> Task instructions:
Rewrite the listing below with "ground-truth boxes" replaced by "bounding boxes" and everything else left unchanged. Leave the pictures out of your answer.

> Material for this task:
-- BEGIN --
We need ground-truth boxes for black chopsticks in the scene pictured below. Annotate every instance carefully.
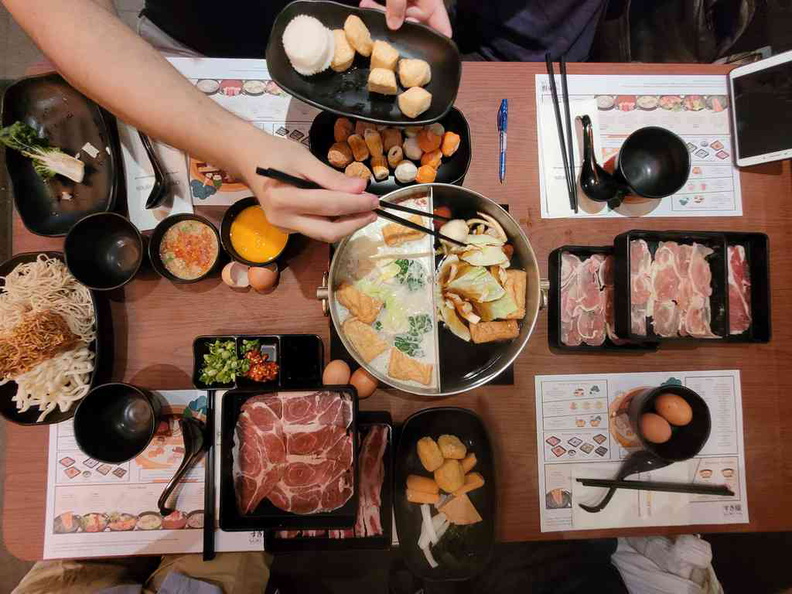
[545,53,578,213]
[577,478,734,497]
[256,167,466,247]
[203,390,215,561]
-- END --
> Response to the exercise:
We need bounding boxes for black chopsticks in the scene pictured below. Annotate every instance carefully.
[545,53,578,213]
[577,478,734,497]
[256,167,466,247]
[203,390,215,561]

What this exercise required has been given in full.